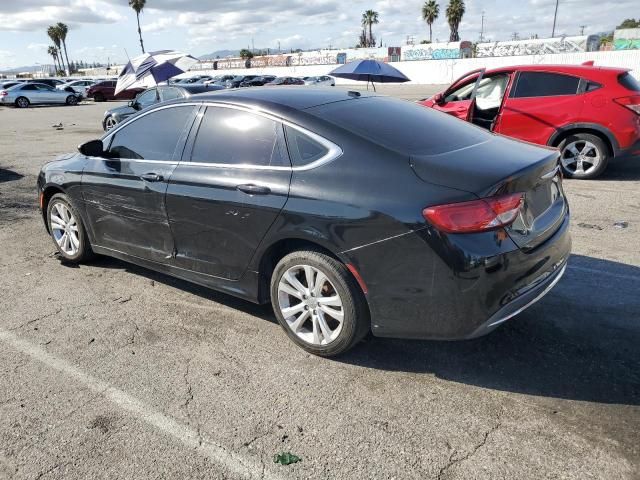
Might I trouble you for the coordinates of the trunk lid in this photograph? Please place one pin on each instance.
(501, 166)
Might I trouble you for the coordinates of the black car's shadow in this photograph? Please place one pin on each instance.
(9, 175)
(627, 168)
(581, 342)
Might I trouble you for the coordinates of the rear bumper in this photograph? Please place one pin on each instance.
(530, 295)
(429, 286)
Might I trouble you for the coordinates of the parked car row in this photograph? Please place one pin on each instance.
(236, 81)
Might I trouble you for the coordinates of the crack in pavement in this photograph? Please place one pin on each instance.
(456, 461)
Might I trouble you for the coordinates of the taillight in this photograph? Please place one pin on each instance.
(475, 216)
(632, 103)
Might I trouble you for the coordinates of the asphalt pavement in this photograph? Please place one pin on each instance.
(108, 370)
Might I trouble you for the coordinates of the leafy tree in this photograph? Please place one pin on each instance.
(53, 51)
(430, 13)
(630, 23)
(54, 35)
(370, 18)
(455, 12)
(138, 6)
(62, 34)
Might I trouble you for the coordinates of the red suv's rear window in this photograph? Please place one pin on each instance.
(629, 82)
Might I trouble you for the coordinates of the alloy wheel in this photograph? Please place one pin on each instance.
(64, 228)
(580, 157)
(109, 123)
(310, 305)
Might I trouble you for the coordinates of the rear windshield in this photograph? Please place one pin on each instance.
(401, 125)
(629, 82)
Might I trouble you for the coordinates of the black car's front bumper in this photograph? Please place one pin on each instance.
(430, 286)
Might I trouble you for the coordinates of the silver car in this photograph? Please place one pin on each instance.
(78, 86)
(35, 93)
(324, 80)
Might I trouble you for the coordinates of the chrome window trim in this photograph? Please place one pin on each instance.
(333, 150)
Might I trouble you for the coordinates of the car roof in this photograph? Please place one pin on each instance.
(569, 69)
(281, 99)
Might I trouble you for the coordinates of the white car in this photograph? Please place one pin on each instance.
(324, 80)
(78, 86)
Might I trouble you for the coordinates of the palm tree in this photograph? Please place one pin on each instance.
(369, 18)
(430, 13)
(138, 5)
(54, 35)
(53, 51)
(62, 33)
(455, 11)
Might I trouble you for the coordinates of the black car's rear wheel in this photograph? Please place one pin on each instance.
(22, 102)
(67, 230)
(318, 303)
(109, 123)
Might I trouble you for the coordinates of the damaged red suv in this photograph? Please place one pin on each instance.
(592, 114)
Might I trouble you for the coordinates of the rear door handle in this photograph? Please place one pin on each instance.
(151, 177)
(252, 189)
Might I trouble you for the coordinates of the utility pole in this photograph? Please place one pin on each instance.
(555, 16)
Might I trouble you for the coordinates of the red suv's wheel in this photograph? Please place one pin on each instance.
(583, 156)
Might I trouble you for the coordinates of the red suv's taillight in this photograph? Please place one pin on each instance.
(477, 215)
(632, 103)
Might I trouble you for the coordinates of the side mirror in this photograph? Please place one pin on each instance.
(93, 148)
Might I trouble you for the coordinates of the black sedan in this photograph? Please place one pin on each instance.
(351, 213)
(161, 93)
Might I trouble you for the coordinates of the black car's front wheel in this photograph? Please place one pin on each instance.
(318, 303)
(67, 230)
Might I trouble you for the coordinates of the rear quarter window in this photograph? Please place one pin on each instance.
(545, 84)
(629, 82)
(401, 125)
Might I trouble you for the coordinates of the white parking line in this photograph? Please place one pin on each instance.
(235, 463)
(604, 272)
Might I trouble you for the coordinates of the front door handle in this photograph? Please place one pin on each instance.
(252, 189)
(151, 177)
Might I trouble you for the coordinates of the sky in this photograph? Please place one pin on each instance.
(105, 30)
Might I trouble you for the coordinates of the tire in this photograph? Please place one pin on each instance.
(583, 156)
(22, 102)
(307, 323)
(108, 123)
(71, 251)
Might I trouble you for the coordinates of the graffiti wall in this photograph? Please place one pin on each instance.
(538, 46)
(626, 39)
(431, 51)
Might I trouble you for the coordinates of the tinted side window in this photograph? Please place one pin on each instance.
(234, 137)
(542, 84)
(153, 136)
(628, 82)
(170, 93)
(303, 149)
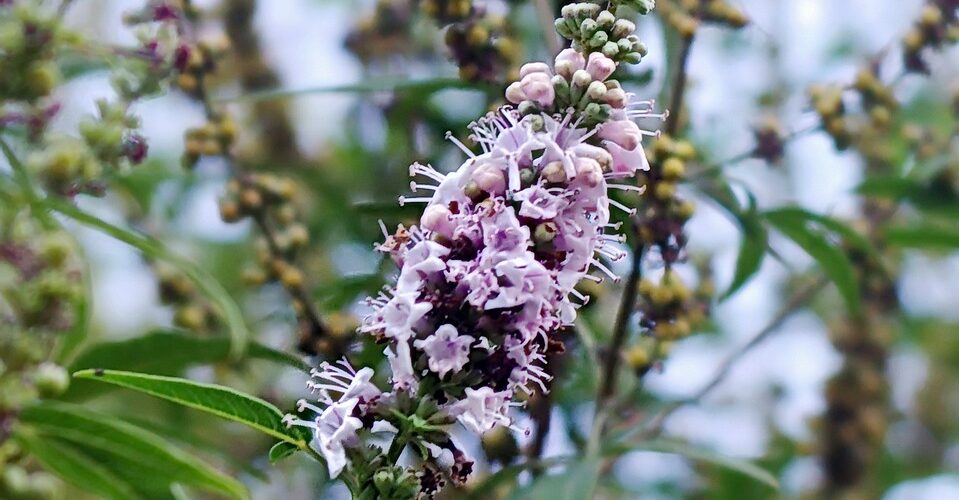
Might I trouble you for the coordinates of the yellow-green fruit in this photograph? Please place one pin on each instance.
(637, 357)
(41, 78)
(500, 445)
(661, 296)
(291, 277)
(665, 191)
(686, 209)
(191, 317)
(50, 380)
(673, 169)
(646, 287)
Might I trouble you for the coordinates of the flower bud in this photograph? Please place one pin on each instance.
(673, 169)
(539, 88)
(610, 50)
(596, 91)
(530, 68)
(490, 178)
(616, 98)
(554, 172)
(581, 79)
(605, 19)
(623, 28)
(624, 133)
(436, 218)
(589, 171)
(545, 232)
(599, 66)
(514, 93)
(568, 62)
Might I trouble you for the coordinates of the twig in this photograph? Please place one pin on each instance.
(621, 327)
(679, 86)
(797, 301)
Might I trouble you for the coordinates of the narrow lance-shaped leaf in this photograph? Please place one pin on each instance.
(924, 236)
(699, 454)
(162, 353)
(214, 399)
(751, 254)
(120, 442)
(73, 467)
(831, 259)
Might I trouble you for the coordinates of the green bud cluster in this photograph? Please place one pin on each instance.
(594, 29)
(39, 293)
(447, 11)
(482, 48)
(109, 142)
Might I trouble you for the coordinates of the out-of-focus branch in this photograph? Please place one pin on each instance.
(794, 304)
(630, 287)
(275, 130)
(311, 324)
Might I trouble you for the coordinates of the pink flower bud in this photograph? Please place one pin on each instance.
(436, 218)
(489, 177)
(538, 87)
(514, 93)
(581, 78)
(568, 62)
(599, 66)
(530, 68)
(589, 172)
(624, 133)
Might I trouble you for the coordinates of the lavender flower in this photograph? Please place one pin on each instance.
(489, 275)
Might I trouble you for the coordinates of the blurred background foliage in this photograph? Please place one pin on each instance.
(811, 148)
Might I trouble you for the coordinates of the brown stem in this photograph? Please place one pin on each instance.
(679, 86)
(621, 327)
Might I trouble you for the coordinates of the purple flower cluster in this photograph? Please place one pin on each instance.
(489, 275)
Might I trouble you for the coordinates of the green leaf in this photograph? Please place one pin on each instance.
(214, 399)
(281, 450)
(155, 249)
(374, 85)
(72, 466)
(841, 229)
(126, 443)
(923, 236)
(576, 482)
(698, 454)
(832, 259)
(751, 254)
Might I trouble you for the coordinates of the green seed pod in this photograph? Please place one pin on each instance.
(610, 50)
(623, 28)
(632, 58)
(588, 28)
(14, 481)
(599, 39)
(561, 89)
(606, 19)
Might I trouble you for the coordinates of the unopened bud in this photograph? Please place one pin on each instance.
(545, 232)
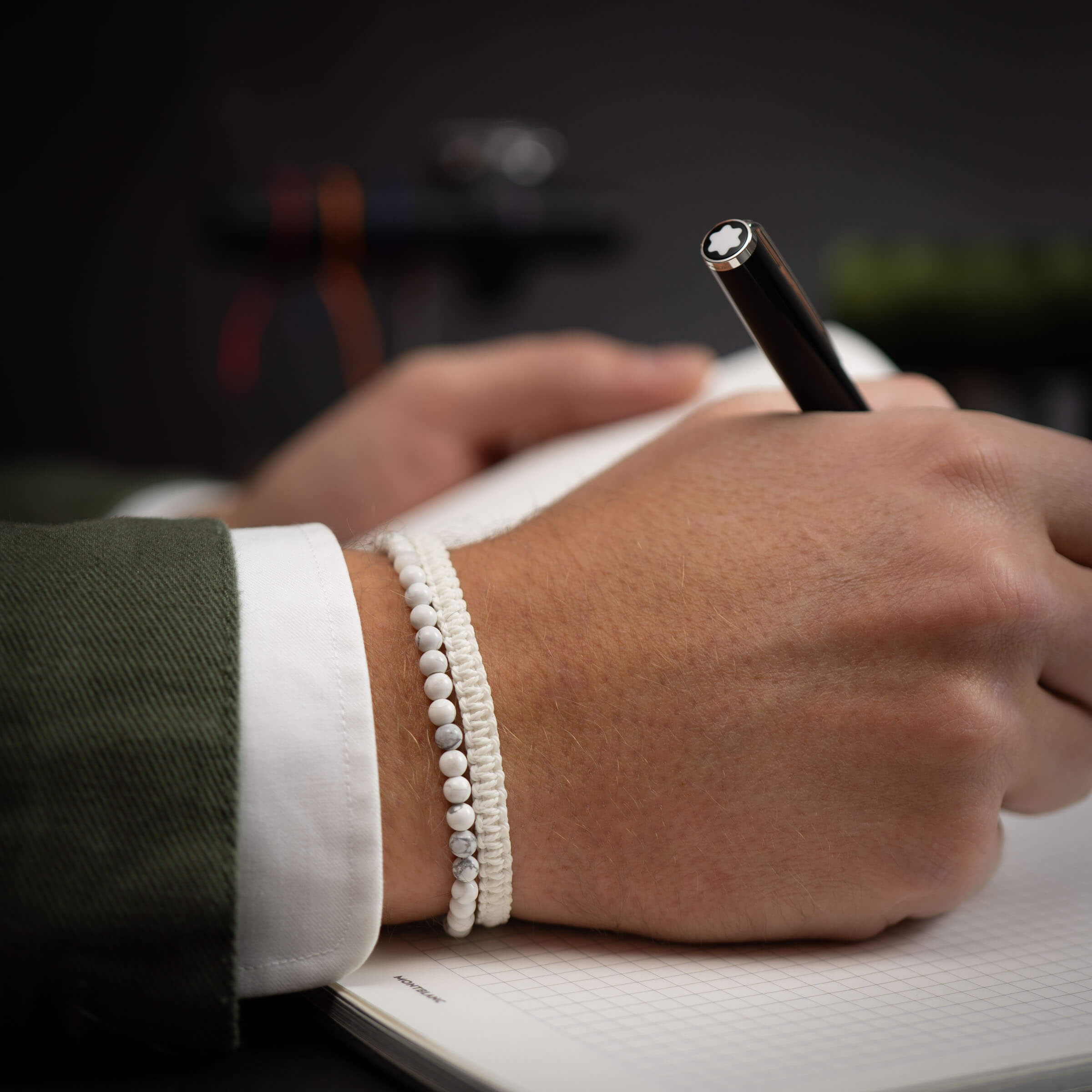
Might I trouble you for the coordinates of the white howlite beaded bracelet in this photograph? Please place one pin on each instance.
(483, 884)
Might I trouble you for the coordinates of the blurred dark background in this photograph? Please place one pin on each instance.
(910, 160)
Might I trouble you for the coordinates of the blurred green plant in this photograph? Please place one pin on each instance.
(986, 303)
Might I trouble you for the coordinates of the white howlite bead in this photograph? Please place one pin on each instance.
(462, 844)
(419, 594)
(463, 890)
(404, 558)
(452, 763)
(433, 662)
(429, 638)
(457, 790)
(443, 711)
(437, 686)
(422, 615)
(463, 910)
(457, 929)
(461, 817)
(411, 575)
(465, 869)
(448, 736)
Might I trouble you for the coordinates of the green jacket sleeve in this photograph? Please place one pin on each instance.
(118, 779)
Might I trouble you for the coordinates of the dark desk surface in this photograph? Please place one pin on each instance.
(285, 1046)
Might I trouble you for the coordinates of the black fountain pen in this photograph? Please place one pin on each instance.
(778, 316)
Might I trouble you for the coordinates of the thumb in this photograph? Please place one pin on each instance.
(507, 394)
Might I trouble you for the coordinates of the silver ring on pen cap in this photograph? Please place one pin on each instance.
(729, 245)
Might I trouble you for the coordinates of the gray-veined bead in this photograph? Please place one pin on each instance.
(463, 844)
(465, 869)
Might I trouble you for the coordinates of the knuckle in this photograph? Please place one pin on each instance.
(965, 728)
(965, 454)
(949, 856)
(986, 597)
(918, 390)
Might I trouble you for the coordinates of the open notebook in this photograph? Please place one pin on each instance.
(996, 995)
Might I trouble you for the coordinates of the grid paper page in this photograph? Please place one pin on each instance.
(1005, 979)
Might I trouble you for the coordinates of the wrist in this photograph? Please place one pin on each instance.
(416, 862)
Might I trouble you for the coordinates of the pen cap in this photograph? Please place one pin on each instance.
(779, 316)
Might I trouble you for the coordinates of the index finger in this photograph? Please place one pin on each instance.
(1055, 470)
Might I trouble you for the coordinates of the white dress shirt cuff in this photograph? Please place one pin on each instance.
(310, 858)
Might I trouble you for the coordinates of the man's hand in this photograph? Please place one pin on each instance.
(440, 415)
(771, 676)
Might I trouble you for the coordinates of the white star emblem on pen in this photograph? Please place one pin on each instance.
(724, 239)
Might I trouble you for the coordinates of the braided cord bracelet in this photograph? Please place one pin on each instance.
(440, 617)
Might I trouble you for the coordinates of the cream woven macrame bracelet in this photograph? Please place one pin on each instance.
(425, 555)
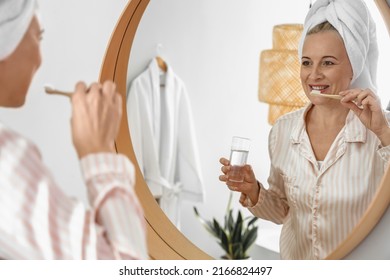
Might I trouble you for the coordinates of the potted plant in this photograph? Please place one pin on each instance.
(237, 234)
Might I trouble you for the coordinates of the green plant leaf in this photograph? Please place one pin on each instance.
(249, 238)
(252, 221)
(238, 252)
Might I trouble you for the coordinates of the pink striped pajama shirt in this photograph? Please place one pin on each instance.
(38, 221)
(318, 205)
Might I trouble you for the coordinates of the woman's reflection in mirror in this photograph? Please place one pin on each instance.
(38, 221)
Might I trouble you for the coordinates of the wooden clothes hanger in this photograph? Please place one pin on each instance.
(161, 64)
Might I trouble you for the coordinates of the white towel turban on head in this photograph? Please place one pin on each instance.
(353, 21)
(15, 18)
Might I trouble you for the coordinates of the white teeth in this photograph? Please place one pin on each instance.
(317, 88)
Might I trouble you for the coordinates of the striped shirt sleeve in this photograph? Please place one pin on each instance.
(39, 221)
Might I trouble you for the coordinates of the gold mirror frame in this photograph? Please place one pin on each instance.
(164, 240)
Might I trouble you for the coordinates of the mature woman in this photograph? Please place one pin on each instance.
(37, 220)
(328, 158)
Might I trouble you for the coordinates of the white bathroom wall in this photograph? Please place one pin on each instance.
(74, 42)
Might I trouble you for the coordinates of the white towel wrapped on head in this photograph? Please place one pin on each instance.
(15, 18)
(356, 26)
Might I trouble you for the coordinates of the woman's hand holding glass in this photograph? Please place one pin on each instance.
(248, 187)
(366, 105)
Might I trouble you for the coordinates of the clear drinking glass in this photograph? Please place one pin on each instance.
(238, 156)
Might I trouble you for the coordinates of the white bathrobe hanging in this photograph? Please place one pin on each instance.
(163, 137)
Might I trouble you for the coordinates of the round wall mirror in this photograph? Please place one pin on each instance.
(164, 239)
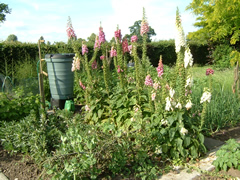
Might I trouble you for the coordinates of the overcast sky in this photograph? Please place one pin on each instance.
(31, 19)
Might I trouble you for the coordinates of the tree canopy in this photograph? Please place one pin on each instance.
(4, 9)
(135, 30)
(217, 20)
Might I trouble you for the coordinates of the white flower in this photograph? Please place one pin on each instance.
══════════
**Work to be completed**
Copy the items above word for word, starting at the line that has "Might I trouble you for the coordinates of the white bathrobe" and ending with the last line of the items. Leave the pictures out.

**Output for this task**
Might I trouble you for the coordinates of the white bathrobe hanging in this photograph? Please place one pin on each instance.
(163, 137)
Might I trouble you for the coordinates of the round wall mirror in this photograph? Please place one pin on each instance.
(164, 239)
Might I trouble you for the coordinates of the overcast sky in this photograph? Please place one pin on each instance.
(31, 19)
Might I trouble you for the coordinates of the tree canopy in this photograph? Please place one pin on each instance.
(4, 9)
(135, 30)
(217, 20)
Might I trouble you for the coordinates of the white flower in this photograph? Please place one pin on each instance.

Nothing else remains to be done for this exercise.